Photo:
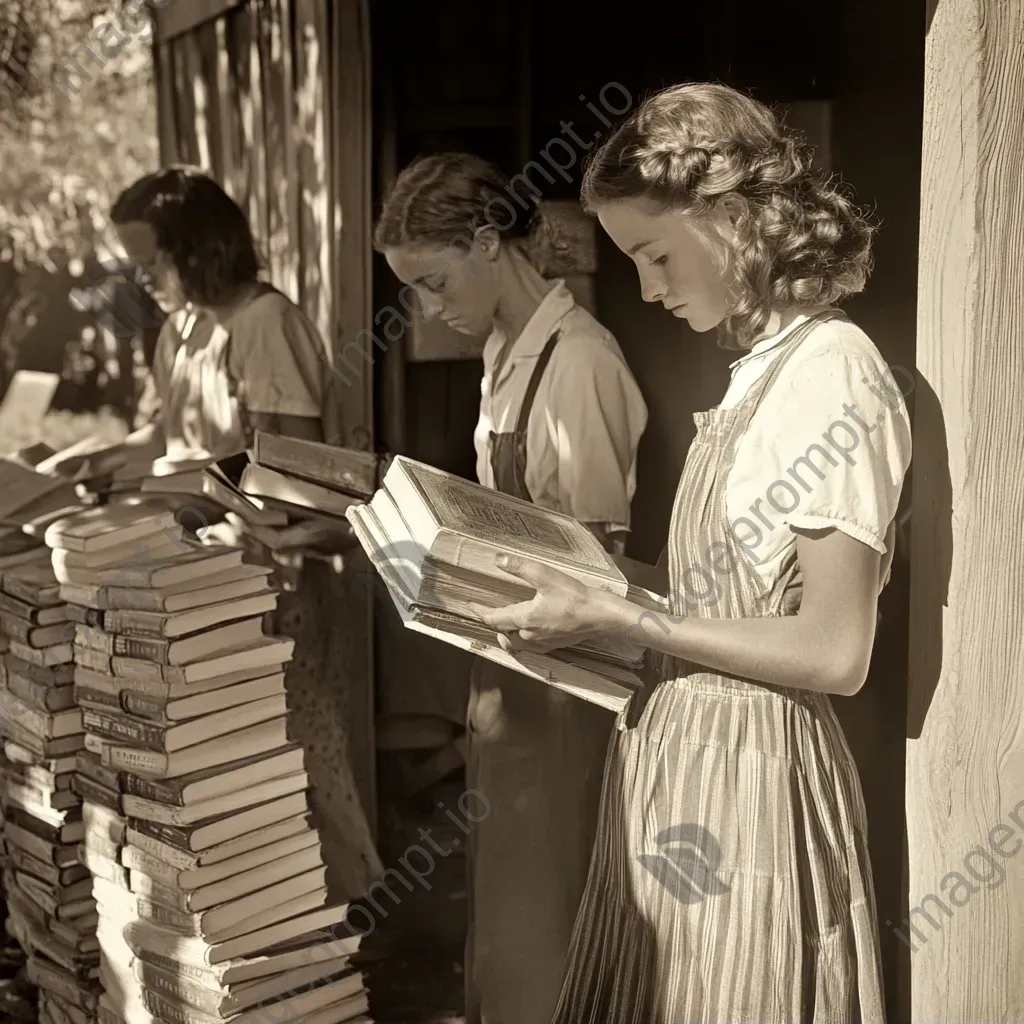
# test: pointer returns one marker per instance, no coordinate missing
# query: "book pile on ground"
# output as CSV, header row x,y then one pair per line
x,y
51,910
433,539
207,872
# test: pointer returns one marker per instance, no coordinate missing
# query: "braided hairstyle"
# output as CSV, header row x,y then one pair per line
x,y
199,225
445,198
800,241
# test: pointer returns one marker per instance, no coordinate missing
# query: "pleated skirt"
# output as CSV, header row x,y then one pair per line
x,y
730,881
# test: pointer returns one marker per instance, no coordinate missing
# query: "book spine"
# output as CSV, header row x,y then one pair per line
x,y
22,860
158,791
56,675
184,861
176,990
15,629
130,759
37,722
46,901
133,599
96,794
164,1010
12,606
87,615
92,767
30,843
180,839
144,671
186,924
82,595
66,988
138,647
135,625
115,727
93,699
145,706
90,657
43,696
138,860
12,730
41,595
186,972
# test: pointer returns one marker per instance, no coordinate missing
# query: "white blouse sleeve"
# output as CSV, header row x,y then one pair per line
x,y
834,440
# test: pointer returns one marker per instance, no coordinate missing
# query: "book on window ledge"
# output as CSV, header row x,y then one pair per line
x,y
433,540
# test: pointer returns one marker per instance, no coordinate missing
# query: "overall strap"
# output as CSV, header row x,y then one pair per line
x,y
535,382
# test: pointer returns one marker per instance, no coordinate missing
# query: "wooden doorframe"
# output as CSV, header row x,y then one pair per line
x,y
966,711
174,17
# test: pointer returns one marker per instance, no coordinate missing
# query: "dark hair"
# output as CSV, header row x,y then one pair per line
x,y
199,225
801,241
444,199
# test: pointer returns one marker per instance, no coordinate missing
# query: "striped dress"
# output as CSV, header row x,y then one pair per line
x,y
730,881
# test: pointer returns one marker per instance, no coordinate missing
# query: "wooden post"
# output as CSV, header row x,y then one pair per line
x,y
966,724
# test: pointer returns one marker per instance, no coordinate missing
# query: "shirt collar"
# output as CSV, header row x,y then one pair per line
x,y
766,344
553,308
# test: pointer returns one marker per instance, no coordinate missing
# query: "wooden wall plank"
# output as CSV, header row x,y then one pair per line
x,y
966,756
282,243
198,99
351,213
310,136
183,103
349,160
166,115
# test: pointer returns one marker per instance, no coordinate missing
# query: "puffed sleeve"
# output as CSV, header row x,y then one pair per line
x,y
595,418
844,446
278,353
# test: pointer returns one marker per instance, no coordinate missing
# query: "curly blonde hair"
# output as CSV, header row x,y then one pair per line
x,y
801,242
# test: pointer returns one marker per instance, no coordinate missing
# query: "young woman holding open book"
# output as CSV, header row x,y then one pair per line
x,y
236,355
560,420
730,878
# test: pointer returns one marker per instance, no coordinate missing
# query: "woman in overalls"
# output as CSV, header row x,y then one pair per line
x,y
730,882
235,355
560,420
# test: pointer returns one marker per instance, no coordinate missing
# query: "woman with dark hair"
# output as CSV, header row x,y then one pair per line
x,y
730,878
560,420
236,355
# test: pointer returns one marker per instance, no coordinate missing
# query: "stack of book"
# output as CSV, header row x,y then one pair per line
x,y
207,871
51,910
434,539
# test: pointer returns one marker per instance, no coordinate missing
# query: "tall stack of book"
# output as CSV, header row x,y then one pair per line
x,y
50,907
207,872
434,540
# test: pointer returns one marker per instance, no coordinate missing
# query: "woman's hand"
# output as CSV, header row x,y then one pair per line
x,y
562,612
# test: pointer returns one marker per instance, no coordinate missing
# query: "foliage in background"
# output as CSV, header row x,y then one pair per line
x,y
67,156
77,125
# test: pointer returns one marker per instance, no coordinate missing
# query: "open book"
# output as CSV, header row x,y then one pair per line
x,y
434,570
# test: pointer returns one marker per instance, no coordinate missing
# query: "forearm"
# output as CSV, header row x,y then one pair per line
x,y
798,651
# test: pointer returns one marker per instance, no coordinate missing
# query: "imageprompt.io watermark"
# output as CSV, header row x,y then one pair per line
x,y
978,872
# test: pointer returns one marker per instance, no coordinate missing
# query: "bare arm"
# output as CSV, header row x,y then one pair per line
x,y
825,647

=-=-=-=-=

*Task:*
Copy the entries above faithfully and omit every image.

*Task response:*
Photo:
# test: pointer returns one marker per instance, no coordinate missing
# query: "book pile on ground"
# output as CSV, header row x,y then one pair per line
x,y
51,910
433,539
207,872
# test: pointer returns one marker per instance, no coordinate missing
# query: "braided hairstyle"
# output as CSV, header row x,y then one pair per line
x,y
199,225
445,198
800,241
# test: pointer returns one marker per instance, no coordinate missing
# query: "pleated skirt"
# output as CSV, header row x,y then one pair per line
x,y
730,881
# test: pointer returns one marker per instance, no coordinate missing
# query: "book spine"
# output as CSV, header row x,y then one pair per line
x,y
22,860
158,791
56,675
184,861
176,990
15,629
130,759
37,722
46,901
133,599
96,794
164,1010
12,606
87,615
92,767
30,843
180,839
144,671
186,924
82,595
66,988
138,647
135,625
115,727
93,699
145,706
90,657
43,696
138,860
12,730
41,595
186,972
# test: pointer returns one marker per instance, no coordinate missing
# query: "white blouse sleeve"
# output as CSV, header row x,y then one pair per line
x,y
834,440
# test: pointer returns one marker per instance, no coordinate missing
# query: "book on window ledge"
# output as CSV, header row x,y then one pair per line
x,y
433,540
# test: pointer returns one marker per instance, no coordinate missing
# query: "overall strap"
# output as CSV, header row x,y then one pair per line
x,y
535,382
# test: pointer returns one marker per instance, no coordinate missing
# query: "wooden doorframe"
# output as CSV, header row x,y then one pair per line
x,y
966,711
174,17
# test: pointer returns one marker per instance, no coordinate missing
# query: "dark hair"
# output as CSV, header row x,y then one pair per line
x,y
199,225
801,241
444,199
# test: pointer returns one marker per instance, no coordinate missing
# query: "striped dress"
# output as CSV, header row x,y then one pair per line
x,y
730,881
# test: pointer returns one marker per instance, no coordinate missing
# query: "wooden post"
# output as CSV, header row x,y then one pair per line
x,y
966,724
# test: pointer returns one marker per instance, no coordinate missing
# query: "shirt collar"
# output as CSV, header row x,y then one pair per line
x,y
766,344
553,308
# test: pointer returns one marker per instance, no coordinate missing
# query: "wooden wall plank"
# output as CSV, header row x,y then one pair per line
x,y
966,756
282,243
198,99
351,213
310,136
183,103
349,160
166,115
# test: pointer returns one marker per instance, no coordinate missing
# query: "puffed sleeve"
# output as CSV, header row x,y then one pair per line
x,y
595,418
844,446
278,353
# test: pointer returns one marker per instance, no coordinate missing
# query: "curly blonde hair"
# output as CSV, header row x,y then one pair per line
x,y
801,242
# test: pointer returns one marker per instance, no coordinate missing
# query: "young woman holding open book"
# output as CSV, header row x,y then one pair per line
x,y
236,355
560,420
730,878
# test: pointer returns one marker per instance, no coordinate missing
# query: "woman in overalls"
# output as CSV, header row x,y then one pair per line
x,y
730,882
235,355
560,420
# test: pointer returns one marker per instance, no coordinate missing
# query: "woman with dark hair"
# output as CSV, header row x,y then one pair per line
x,y
730,878
560,420
236,355
# test: pointer returns one marker per instance, no coordinate missing
# query: "stack of book"
# output as CSV, header row x,y then one pair per line
x,y
207,871
51,910
434,539
# test: pointer returns one marker per instance, no coordinate missing
# query: "tall stack of book"
# output as CSV, header row x,y then one pair per line
x,y
50,907
207,872
434,540
# test: pointer returns one marker per instance, no coordinate missing
# query: "woman's hand"
# output as CSV, header row x,y then one pair per line
x,y
562,612
# test: pointer returns one marker per instance, no coordinate missing
# query: "foliage in background"
# output as CSV, header row x,y then one pair per line
x,y
67,156
77,125
# test: pointer returns one marker per instance, no coordinate missing
# query: "open book"
# output as CSV, header row x,y then one pair per line
x,y
434,570
# test: pointer returns one marker per instance, no coordinate missing
# query: "forearm"
# output as CSV, header row x,y then one pair per line
x,y
798,651
# test: pointer returns one marker per instance, no coordinate missing
# query: "imageprompt.io watermark"
# output as CSV, header row x,y then one pair per line
x,y
978,872
# test: pointer returns one marker per instance, no coordinate missing
# query: "bare arm"
# output as CSV, header row x,y then one pair per line
x,y
825,647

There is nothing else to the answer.